* _Job_: Render every line of the items below as a Markdown table with two columns, No. and Text, holding the row number and the line. Skip blank lines.

___ Material for the task ___

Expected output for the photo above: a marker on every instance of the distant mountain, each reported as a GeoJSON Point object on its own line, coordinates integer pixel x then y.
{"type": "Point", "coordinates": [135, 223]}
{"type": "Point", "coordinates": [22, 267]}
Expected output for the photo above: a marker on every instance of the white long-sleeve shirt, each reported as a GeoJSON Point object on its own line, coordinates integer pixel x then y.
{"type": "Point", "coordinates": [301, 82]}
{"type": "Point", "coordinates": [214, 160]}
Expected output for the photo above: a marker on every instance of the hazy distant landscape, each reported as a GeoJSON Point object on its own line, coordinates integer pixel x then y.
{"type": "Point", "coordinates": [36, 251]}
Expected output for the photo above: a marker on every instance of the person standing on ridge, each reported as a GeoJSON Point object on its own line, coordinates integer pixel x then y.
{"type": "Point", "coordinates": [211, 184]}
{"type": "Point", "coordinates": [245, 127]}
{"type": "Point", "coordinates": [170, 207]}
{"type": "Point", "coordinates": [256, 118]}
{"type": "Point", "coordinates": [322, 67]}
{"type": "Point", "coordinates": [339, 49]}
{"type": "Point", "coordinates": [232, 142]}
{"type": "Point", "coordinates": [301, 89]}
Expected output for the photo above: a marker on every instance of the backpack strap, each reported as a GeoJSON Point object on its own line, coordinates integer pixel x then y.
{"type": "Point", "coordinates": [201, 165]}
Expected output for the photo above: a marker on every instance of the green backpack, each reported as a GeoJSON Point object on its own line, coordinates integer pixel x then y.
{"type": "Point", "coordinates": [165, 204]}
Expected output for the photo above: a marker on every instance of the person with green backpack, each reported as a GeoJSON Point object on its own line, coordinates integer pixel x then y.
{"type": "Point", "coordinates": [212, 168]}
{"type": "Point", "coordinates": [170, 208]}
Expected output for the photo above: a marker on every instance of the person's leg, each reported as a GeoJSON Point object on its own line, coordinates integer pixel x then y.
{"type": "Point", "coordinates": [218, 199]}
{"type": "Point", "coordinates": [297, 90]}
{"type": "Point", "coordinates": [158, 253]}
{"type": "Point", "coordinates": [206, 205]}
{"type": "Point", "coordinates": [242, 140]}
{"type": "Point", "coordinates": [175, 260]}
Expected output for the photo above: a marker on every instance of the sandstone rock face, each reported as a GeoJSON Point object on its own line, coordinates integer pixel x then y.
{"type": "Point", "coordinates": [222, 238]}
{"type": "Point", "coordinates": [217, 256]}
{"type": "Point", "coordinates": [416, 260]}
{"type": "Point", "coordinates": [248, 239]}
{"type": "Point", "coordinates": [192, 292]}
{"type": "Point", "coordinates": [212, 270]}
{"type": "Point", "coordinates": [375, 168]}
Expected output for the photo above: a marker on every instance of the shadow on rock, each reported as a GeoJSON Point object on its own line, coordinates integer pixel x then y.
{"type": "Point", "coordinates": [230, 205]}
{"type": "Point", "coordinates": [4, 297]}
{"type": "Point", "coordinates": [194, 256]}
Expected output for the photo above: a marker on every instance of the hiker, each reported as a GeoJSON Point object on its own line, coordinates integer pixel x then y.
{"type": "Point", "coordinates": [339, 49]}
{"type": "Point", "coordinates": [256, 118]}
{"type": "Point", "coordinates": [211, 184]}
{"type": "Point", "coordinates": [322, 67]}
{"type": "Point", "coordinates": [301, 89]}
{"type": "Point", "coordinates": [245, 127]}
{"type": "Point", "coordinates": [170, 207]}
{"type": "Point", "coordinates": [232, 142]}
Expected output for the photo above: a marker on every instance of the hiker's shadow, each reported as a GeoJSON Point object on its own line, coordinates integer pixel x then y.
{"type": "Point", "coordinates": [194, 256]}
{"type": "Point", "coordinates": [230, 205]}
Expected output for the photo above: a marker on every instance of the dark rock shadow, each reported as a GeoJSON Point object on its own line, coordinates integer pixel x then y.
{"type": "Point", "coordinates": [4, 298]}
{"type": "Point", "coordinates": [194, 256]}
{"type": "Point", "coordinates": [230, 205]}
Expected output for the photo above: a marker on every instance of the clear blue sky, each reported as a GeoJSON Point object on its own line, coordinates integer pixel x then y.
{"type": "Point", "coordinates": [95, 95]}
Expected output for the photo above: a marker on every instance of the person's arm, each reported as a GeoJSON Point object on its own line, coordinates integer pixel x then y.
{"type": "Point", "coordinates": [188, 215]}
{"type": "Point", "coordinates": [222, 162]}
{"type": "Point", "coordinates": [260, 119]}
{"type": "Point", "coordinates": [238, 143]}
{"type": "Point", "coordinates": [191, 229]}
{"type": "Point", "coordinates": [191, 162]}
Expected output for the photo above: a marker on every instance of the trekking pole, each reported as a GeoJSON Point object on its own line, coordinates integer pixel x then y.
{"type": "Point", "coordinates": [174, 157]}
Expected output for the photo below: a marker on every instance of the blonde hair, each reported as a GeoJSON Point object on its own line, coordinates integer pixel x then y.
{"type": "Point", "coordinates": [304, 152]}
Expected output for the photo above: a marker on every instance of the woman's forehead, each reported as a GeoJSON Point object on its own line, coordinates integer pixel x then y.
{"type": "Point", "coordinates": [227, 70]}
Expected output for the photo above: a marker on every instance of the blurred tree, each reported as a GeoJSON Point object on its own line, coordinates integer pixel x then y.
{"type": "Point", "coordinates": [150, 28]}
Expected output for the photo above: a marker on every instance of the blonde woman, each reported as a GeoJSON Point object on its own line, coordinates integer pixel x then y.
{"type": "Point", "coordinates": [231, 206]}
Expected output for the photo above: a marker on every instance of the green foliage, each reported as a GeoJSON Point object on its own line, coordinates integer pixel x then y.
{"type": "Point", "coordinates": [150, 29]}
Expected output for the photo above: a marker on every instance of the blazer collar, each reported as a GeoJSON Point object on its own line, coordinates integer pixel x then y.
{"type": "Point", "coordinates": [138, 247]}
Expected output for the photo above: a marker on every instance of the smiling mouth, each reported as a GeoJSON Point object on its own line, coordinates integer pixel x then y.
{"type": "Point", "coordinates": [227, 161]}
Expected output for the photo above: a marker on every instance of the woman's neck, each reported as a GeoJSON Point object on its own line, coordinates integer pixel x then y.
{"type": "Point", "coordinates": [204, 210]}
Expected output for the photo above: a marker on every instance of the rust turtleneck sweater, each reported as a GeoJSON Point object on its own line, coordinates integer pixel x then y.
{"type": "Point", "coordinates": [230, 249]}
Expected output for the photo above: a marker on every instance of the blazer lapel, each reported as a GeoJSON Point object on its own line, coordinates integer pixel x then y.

___

* _Reply_:
| No. | Text |
|---|---|
| 1 | Expected output for the photo above: a marker on every instance of the distant mountain, each reported as a GeoJSON Point object on its own line, coordinates integer pixel x then y. |
| 2 | {"type": "Point", "coordinates": [135, 223]} |
| 3 | {"type": "Point", "coordinates": [22, 267]} |
| 4 | Expected output for the photo above: a marker on every instance of the white long-sleeve shirt, each reported as a GeoJSON Point object on its own line, coordinates integer pixel x then y. |
| 5 | {"type": "Point", "coordinates": [301, 82]} |
| 6 | {"type": "Point", "coordinates": [214, 160]} |
| 7 | Expected output for the photo above: a marker on every instance of the hazy distant landscape, each reported as a GeoJSON Point object on its own line, coordinates integer pixel x then y. |
| 8 | {"type": "Point", "coordinates": [36, 251]} |
| 9 | Expected output for the photo above: a marker on every instance of the person standing on ridge, each reported as a GeoJSON Point object on its own line, coordinates integer pixel x then y. |
| 10 | {"type": "Point", "coordinates": [211, 184]} |
| 11 | {"type": "Point", "coordinates": [245, 127]} |
| 12 | {"type": "Point", "coordinates": [170, 207]} |
| 13 | {"type": "Point", "coordinates": [256, 118]} |
| 14 | {"type": "Point", "coordinates": [322, 67]} |
| 15 | {"type": "Point", "coordinates": [339, 49]} |
| 16 | {"type": "Point", "coordinates": [232, 142]} |
| 17 | {"type": "Point", "coordinates": [301, 89]} |
| 18 | Expected output for the photo above: a marker on every instance of the backpack strap, each reported as a GeoJSON Point object on its own line, coordinates integer pixel x then y. |
| 19 | {"type": "Point", "coordinates": [201, 165]} |
| 20 | Expected output for the photo above: a marker on every instance of the green backpack, each reported as a GeoJSON Point object on its own line, coordinates integer pixel x then y. |
| 21 | {"type": "Point", "coordinates": [165, 204]} |
| 22 | Expected output for the photo above: a marker on every instance of the person with green backpack, each reported as a GeoJSON Point object on its own line, coordinates integer pixel x then y. |
| 23 | {"type": "Point", "coordinates": [212, 168]} |
| 24 | {"type": "Point", "coordinates": [170, 208]} |
| 25 | Expected output for the photo above: a marker on every instance of the person's leg, each reported as a GeoJSON Point object on its own line, coordinates integer pixel x then y. |
| 26 | {"type": "Point", "coordinates": [218, 199]} |
| 27 | {"type": "Point", "coordinates": [297, 90]} |
| 28 | {"type": "Point", "coordinates": [158, 253]} |
| 29 | {"type": "Point", "coordinates": [206, 205]} |
| 30 | {"type": "Point", "coordinates": [242, 140]} |
| 31 | {"type": "Point", "coordinates": [175, 260]} |
| 32 | Expected output for the photo above: a marker on every instance of the sandstone rock face, each reported as a GeoJSON Point object on its own line, coordinates integer pixel x then y. |
| 33 | {"type": "Point", "coordinates": [222, 238]} |
| 34 | {"type": "Point", "coordinates": [217, 256]} |
| 35 | {"type": "Point", "coordinates": [416, 260]} |
| 36 | {"type": "Point", "coordinates": [248, 239]} |
| 37 | {"type": "Point", "coordinates": [192, 292]} |
| 38 | {"type": "Point", "coordinates": [212, 270]} |
| 39 | {"type": "Point", "coordinates": [375, 168]} |
| 40 | Expected output for the photo above: a marker on every instance of the shadow on rock, each reported as a GeoJSON Point object on its own line, coordinates integer pixel x then y. |
| 41 | {"type": "Point", "coordinates": [230, 205]} |
| 42 | {"type": "Point", "coordinates": [4, 297]} |
| 43 | {"type": "Point", "coordinates": [194, 256]} |
| 44 | Expected output for the photo above: a marker on every instance of the hiker, each reported as a GeoJSON Point object on its own line, coordinates integer pixel x then y. |
| 45 | {"type": "Point", "coordinates": [339, 49]} |
| 46 | {"type": "Point", "coordinates": [256, 118]} |
| 47 | {"type": "Point", "coordinates": [211, 184]} |
| 48 | {"type": "Point", "coordinates": [322, 67]} |
| 49 | {"type": "Point", "coordinates": [301, 89]} |
| 50 | {"type": "Point", "coordinates": [245, 127]} |
| 51 | {"type": "Point", "coordinates": [170, 207]} |
| 52 | {"type": "Point", "coordinates": [232, 142]} |
| 53 | Expected output for the photo above: a marker on every instance of the hiker's shadow, each reported as a GeoJSON Point object on its own line, coordinates integer pixel x then y. |
| 54 | {"type": "Point", "coordinates": [194, 256]} |
| 55 | {"type": "Point", "coordinates": [230, 205]} |
| 56 | Expected output for the photo above: a marker on every instance of the dark rock shadow, each reported as a GeoJSON Point object on its own line, coordinates integer pixel x then y. |
| 57 | {"type": "Point", "coordinates": [4, 298]} |
| 58 | {"type": "Point", "coordinates": [194, 256]} |
| 59 | {"type": "Point", "coordinates": [230, 205]} |
| 60 | Expected output for the photo above: a marker on every instance of the clear blue sky, each reported as a GeoJSON Point object on its own line, coordinates integer pixel x then y. |
| 61 | {"type": "Point", "coordinates": [95, 95]} |
| 62 | Expected output for the photo above: a marker on every instance of the person's arm, each reported as a GeoJSON Point object on its own line, coordinates integer pixel x then y. |
| 63 | {"type": "Point", "coordinates": [188, 215]} |
| 64 | {"type": "Point", "coordinates": [222, 162]} |
| 65 | {"type": "Point", "coordinates": [260, 119]} |
| 66 | {"type": "Point", "coordinates": [238, 143]} |
| 67 | {"type": "Point", "coordinates": [191, 229]} |
| 68 | {"type": "Point", "coordinates": [191, 162]} |
| 69 | Expected output for the photo above: a marker on every instance of the trekking pole, each reported as a GeoJSON Point object on its own line, coordinates integer pixel x then y. |
| 70 | {"type": "Point", "coordinates": [174, 157]} |
| 71 | Expected output for the photo below: a marker on every instance of the blonde hair, each reported as a GeoJSON Point object on its own line, coordinates integer pixel x then y. |
| 72 | {"type": "Point", "coordinates": [304, 152]} |
| 73 | Expected output for the photo above: a marker on every instance of the woman's forehead, each reported as a GeoJSON Point object on its own line, coordinates integer pixel x then y. |
| 74 | {"type": "Point", "coordinates": [227, 70]} |
| 75 | Expected output for the photo above: a marker on every instance of the blurred tree, each reported as a GeoJSON Point object on its own line, coordinates integer pixel x then y. |
| 76 | {"type": "Point", "coordinates": [150, 28]} |
| 77 | Expected output for the photo above: a marker on every instance of the blonde woman, each reported as a GeoJSON Point object on its own line, coordinates integer pixel x then y. |
| 78 | {"type": "Point", "coordinates": [231, 206]} |
| 79 | Expected output for the photo above: a marker on every instance of the green foliage, each reported as a GeoJSON Point object on its own line, coordinates integer pixel x then y. |
| 80 | {"type": "Point", "coordinates": [150, 29]} |
| 81 | Expected output for the photo above: a marker on every instance of the blazer collar, each reported as a GeoJSON Point object on its own line, coordinates integer pixel x then y. |
| 82 | {"type": "Point", "coordinates": [138, 247]} |
| 83 | Expected output for the photo above: a marker on every instance of the smiling mouth, each reported as a GeoJSON Point object on its own line, coordinates integer pixel x then y. |
| 84 | {"type": "Point", "coordinates": [227, 161]} |
| 85 | Expected output for the photo above: a marker on every instance of the woman's neck, each reported as a GeoJSON Point object on its own line, coordinates integer pixel x then y. |
| 86 | {"type": "Point", "coordinates": [204, 210]} |
| 87 | Expected output for the photo above: a marker on every instance of the rust turtleneck sweater, each reported as a GeoJSON Point object on its own line, coordinates integer pixel x then y. |
| 88 | {"type": "Point", "coordinates": [230, 249]} |
| 89 | Expected output for the photo above: a marker on every instance of the blazer lapel, each reported as a GeoJSON Point object on its own line, coordinates integer pixel x then y. |